> TASK
Format every line of the rows below as a two-column Markdown table, with the line number under Line and the line itself under Text. Omit blank lines.
--- INFORMATION GIVEN ---
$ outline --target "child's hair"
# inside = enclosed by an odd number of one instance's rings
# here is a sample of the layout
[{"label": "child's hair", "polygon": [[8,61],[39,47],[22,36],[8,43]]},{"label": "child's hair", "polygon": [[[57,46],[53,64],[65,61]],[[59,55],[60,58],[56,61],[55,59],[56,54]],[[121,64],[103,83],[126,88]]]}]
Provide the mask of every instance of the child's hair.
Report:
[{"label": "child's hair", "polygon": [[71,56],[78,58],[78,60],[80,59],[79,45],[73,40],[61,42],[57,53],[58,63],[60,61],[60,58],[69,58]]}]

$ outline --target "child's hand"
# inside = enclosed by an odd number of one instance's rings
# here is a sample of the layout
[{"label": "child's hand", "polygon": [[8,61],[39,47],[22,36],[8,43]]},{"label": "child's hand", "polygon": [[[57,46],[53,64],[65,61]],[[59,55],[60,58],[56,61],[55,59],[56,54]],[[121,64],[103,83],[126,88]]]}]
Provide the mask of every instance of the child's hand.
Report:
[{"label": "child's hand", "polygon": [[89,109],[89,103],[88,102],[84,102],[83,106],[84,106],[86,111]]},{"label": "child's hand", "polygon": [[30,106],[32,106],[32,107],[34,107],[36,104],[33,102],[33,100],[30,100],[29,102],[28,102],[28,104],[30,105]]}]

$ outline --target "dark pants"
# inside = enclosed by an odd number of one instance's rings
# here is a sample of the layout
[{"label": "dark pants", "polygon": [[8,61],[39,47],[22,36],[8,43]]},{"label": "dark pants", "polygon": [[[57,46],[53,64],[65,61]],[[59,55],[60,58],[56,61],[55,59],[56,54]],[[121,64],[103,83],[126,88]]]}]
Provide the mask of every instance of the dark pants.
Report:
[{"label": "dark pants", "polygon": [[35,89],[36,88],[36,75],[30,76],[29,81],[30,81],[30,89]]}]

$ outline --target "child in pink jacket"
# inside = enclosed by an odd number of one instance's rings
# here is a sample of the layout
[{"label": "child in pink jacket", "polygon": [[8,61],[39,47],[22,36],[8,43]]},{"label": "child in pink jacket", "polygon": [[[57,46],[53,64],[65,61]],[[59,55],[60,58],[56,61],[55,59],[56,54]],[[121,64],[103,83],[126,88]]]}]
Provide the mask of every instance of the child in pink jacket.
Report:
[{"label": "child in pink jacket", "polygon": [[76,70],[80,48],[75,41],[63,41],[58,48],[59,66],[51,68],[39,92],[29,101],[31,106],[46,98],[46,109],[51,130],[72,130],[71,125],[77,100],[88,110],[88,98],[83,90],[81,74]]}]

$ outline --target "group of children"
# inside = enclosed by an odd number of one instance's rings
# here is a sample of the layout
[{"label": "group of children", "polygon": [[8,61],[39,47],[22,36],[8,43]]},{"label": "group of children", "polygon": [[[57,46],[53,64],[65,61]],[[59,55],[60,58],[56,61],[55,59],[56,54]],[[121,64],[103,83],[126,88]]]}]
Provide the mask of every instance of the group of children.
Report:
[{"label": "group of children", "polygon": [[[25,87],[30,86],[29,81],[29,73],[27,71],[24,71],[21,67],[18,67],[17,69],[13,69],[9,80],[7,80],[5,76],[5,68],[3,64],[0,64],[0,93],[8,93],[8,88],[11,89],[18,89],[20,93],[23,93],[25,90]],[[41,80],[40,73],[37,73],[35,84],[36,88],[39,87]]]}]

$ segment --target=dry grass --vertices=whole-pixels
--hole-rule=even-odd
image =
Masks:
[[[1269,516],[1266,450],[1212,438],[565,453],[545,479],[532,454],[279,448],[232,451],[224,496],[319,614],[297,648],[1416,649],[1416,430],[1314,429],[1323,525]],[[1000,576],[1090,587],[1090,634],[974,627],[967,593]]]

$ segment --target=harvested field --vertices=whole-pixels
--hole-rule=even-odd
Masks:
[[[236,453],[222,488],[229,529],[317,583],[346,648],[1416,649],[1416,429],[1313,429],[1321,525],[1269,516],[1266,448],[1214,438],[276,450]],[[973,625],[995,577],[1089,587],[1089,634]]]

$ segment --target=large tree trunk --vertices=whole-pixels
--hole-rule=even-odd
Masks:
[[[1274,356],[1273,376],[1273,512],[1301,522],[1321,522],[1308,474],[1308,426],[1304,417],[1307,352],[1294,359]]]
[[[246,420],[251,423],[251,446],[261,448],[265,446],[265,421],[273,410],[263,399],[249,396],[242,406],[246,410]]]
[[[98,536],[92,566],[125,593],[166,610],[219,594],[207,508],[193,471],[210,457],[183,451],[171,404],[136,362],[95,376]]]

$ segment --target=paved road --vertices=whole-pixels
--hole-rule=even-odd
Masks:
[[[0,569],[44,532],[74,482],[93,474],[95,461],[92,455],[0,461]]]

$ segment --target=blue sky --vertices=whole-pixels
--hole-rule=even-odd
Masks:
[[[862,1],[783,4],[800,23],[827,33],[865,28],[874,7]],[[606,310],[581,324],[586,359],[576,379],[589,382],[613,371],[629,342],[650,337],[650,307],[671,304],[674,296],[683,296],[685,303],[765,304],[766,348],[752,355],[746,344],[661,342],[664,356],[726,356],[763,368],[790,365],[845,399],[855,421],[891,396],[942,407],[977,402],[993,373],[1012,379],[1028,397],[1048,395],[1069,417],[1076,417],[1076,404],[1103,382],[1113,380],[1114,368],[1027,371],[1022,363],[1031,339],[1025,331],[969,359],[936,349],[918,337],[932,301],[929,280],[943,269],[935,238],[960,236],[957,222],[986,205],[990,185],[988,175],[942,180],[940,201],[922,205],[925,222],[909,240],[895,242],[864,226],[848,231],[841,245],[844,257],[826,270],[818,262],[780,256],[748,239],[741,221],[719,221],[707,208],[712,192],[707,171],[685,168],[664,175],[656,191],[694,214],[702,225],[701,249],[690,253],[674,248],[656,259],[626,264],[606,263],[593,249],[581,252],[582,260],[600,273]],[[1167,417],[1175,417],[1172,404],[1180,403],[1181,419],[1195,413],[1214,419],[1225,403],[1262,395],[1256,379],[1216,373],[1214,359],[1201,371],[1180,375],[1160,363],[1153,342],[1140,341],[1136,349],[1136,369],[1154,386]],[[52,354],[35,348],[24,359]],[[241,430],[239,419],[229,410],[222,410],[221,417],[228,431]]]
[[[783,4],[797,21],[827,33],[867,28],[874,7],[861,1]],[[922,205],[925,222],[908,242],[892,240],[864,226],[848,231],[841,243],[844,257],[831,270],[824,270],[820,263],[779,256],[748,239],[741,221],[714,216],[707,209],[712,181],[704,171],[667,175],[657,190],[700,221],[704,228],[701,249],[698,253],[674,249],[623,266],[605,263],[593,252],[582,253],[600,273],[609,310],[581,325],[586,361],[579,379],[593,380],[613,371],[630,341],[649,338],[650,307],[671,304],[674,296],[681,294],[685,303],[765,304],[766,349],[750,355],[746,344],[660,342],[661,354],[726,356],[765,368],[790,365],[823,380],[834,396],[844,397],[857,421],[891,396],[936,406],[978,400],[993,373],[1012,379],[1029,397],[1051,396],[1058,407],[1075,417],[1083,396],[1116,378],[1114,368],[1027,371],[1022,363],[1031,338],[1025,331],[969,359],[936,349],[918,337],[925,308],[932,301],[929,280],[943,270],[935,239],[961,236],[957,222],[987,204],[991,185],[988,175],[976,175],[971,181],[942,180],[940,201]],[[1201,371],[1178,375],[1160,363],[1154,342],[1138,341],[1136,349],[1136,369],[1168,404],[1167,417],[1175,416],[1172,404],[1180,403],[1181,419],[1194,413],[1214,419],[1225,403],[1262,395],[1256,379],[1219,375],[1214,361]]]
---
> RESPONSE
| Line | Text |
|---|---|
| 1 | $ outline --target "child's hair" |
| 2 | # inside = enclosed by an odd number of one instance's rings |
| 3 | # here is a sample of the layout |
| 4 | [{"label": "child's hair", "polygon": [[8,61],[39,47],[22,36],[8,43]]},{"label": "child's hair", "polygon": [[[57,46],[53,64],[65,61]],[[59,55],[60,58],[56,61],[55,59],[56,54]],[[121,64],[103,83],[126,88]]]}] |
| 5 | Provide the mask of every instance of the child's hair. |
| 6 | Report: |
| 7 | [{"label": "child's hair", "polygon": [[71,56],[78,58],[78,60],[80,59],[79,45],[73,40],[61,42],[57,53],[58,63],[60,61],[60,58],[69,58]]}] |
| 8 | $ outline --target "child's hand" |
| 9 | # inside = enclosed by an odd number of one instance's rings |
| 10 | # here is a sample of the layout |
| 11 | [{"label": "child's hand", "polygon": [[8,61],[39,47],[22,36],[8,43]]},{"label": "child's hand", "polygon": [[[57,46],[53,64],[65,61]],[[59,55],[60,58],[56,61],[55,59],[56,54]],[[121,64],[103,83],[126,88]]]}] |
| 12 | Provide the mask of every instance of the child's hand. |
| 13 | Report: |
| 14 | [{"label": "child's hand", "polygon": [[89,109],[89,103],[88,102],[84,102],[83,106],[84,106],[86,111]]},{"label": "child's hand", "polygon": [[30,106],[32,106],[32,107],[34,107],[36,104],[33,102],[33,100],[30,100],[29,102],[28,102],[28,104],[30,105]]}] |
| 15 | $ outline --target "dark pants" |
| 16 | # inside = enclosed by an odd number of one instance's rings |
| 17 | # here is a sample of the layout |
| 18 | [{"label": "dark pants", "polygon": [[8,61],[39,47],[22,36],[8,43]]},{"label": "dark pants", "polygon": [[[57,46],[53,64],[65,61]],[[59,55],[60,58],[56,61],[55,59],[56,54]],[[121,64],[103,83],[126,88]]]}] |
| 19 | Provide the mask of every instance of the dark pants. |
| 20 | Report: |
| 21 | [{"label": "dark pants", "polygon": [[35,89],[36,88],[36,75],[30,76],[29,81],[30,81],[30,89]]}] |
| 22 | $ outline --target "child in pink jacket" |
| 23 | # inside = enclosed by an odd number of one instance's rings |
| 24 | # here is a sample of the layout |
| 25 | [{"label": "child in pink jacket", "polygon": [[8,61],[39,47],[22,36],[8,43]]},{"label": "child in pink jacket", "polygon": [[[57,46],[53,64],[65,61]],[[59,55],[60,58],[56,61],[55,59],[56,54]],[[121,64],[103,83],[126,88]]]}] |
| 26 | Provide the mask of every instance of the child in pink jacket. |
| 27 | Report: |
| 28 | [{"label": "child in pink jacket", "polygon": [[76,70],[80,48],[75,41],[63,41],[58,48],[59,66],[51,68],[39,92],[29,101],[31,106],[46,98],[46,109],[51,130],[72,130],[71,125],[77,100],[88,110],[88,98],[83,90],[81,74]]}] |
| 29 | $ outline --target "group of children" |
| 30 | # inside = enclosed by an odd number of one instance's rings |
| 31 | # here is a sample of the layout |
| 32 | [{"label": "group of children", "polygon": [[8,61],[39,47],[22,36],[8,43]]},{"label": "group of children", "polygon": [[[57,46],[53,64],[65,61]],[[59,55],[60,58],[56,61],[55,59],[56,54]],[[121,64],[103,83],[126,88]]]}] |
| 33 | Provide the mask of every instance of the group of children. |
| 34 | Report: |
| 35 | [{"label": "group of children", "polygon": [[[25,87],[30,86],[29,81],[29,73],[27,71],[24,71],[21,67],[18,67],[17,69],[13,69],[9,80],[7,80],[5,76],[5,68],[3,64],[0,64],[0,93],[8,93],[8,88],[11,89],[18,89],[20,93],[23,93],[25,90]],[[41,80],[40,73],[37,73],[35,84],[36,88],[39,87]]]}] |
| 36 | $ segment --target=dry grass --vertices=whole-pixels |
| 37 | --hole-rule=even-odd |
| 38 | image = |
| 39 | Masks: |
| 40 | [[[1269,516],[1266,450],[1212,438],[565,453],[545,479],[532,454],[279,448],[232,451],[224,496],[319,614],[297,648],[1416,649],[1416,430],[1314,429],[1323,525]],[[1000,576],[1090,587],[1090,634],[974,627],[967,593]]] |
| 41 | $ segment --target=harvested field --vertices=whole-pixels |
| 42 | --hole-rule=even-odd |
| 43 | Masks: |
| 44 | [[[236,453],[222,488],[229,529],[317,583],[346,648],[1416,649],[1416,429],[1313,429],[1321,525],[1269,516],[1266,448],[1214,438],[276,450]],[[973,625],[995,577],[1089,587],[1089,634]]] |
| 45 | $ segment --target=large tree trunk --vertices=whole-pixels |
| 46 | --hole-rule=even-odd |
| 47 | Masks: |
| 48 | [[[1274,356],[1273,376],[1273,512],[1301,522],[1321,522],[1308,474],[1308,426],[1304,417],[1307,352],[1294,359]]] |
| 49 | [[[246,420],[251,423],[251,446],[261,448],[265,446],[265,421],[273,410],[263,399],[249,396],[242,406],[246,410]]] |
| 50 | [[[98,536],[92,566],[125,593],[166,610],[219,594],[207,508],[193,471],[210,457],[183,451],[171,404],[136,362],[95,376]]] |
| 51 | $ segment --target=paved road --vertices=whole-pixels |
| 52 | --hole-rule=even-odd |
| 53 | Masks: |
| 54 | [[[0,569],[44,532],[74,482],[93,474],[95,461],[92,455],[0,461]]] |
| 55 | $ segment --target=blue sky --vertices=whole-pixels |
| 56 | --hole-rule=even-odd |
| 57 | Masks: |
| 58 | [[[862,1],[783,4],[800,23],[827,33],[865,28],[874,7]],[[606,310],[581,324],[586,359],[576,379],[589,382],[613,371],[629,342],[650,337],[650,307],[671,304],[674,296],[683,296],[685,303],[765,304],[766,348],[752,355],[746,344],[661,342],[664,356],[726,356],[763,368],[790,365],[845,399],[855,421],[891,396],[942,407],[977,402],[993,373],[1012,379],[1028,397],[1048,395],[1069,417],[1076,417],[1076,404],[1103,382],[1113,380],[1114,368],[1027,371],[1022,363],[1031,339],[1025,331],[969,359],[936,349],[918,337],[932,301],[929,280],[943,269],[935,238],[960,236],[957,222],[986,205],[990,185],[988,175],[942,180],[940,201],[922,205],[925,222],[909,240],[895,242],[864,226],[848,231],[841,245],[844,257],[826,270],[818,262],[780,256],[748,239],[741,221],[719,221],[707,208],[712,192],[707,171],[685,168],[664,175],[656,191],[694,214],[702,225],[701,249],[690,253],[674,248],[656,259],[626,264],[606,263],[593,249],[581,252],[582,260],[600,273]],[[1167,417],[1175,417],[1172,404],[1180,403],[1181,419],[1195,413],[1214,419],[1225,403],[1262,395],[1256,379],[1216,373],[1214,359],[1201,371],[1180,375],[1160,363],[1153,342],[1140,341],[1136,349],[1136,369],[1154,386]],[[52,354],[35,348],[24,359]],[[241,430],[239,419],[229,410],[222,410],[221,417],[228,431]]] |
| 59 | [[[783,4],[797,21],[827,33],[867,28],[874,7],[861,1]],[[922,205],[925,222],[908,242],[892,240],[864,226],[848,231],[841,243],[844,257],[831,270],[824,270],[820,263],[779,256],[748,239],[741,221],[714,216],[707,209],[712,181],[704,171],[667,175],[657,190],[700,221],[704,228],[701,249],[698,253],[674,249],[623,266],[605,263],[593,252],[582,253],[600,273],[609,310],[581,325],[586,361],[579,379],[593,380],[613,371],[630,341],[649,338],[650,307],[671,304],[674,296],[681,294],[685,303],[765,304],[766,349],[750,355],[746,344],[660,342],[661,354],[726,356],[765,368],[790,365],[823,380],[834,396],[844,397],[857,421],[891,396],[936,406],[978,400],[993,373],[1012,379],[1029,397],[1051,396],[1058,407],[1075,417],[1083,396],[1116,378],[1114,368],[1027,371],[1022,363],[1031,338],[1025,331],[969,359],[936,349],[918,337],[925,308],[932,301],[929,280],[943,270],[935,239],[961,236],[957,222],[987,204],[991,185],[988,175],[976,175],[971,181],[942,180],[940,201]],[[1201,371],[1178,375],[1160,363],[1154,342],[1138,341],[1136,349],[1136,369],[1168,404],[1167,417],[1175,416],[1172,404],[1180,403],[1181,419],[1194,413],[1214,419],[1225,403],[1262,395],[1256,379],[1219,375],[1214,361]]] |